--- GIVEN DATA ---
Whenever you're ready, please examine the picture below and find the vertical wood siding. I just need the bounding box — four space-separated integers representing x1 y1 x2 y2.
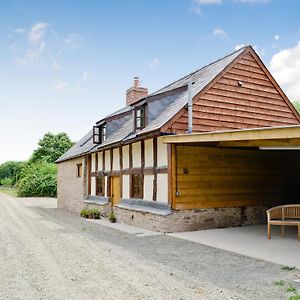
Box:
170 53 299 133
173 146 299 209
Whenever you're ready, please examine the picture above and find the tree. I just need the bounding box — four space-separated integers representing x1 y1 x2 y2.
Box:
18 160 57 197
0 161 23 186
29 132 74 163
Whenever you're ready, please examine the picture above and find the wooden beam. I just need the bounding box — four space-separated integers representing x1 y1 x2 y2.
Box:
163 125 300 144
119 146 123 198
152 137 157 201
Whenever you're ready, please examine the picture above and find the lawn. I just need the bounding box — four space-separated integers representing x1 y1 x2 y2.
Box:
---
--- GIVEN DATA ---
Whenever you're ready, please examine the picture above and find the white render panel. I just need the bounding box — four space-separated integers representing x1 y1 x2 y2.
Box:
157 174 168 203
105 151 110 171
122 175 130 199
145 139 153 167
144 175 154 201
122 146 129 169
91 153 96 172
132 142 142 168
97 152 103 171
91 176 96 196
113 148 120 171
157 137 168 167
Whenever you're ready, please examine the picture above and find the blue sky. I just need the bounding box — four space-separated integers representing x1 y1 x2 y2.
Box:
---
■ EXERCISE ■
Copy out every line in the items above that contains the word "beam", paying attention to case.

■ ANSWER BELOW ■
Whenever you're ready, please examine the picture above and find the wooden beam. I just need the bounding box — four space-separated integers representing x1 y1 x2 y2.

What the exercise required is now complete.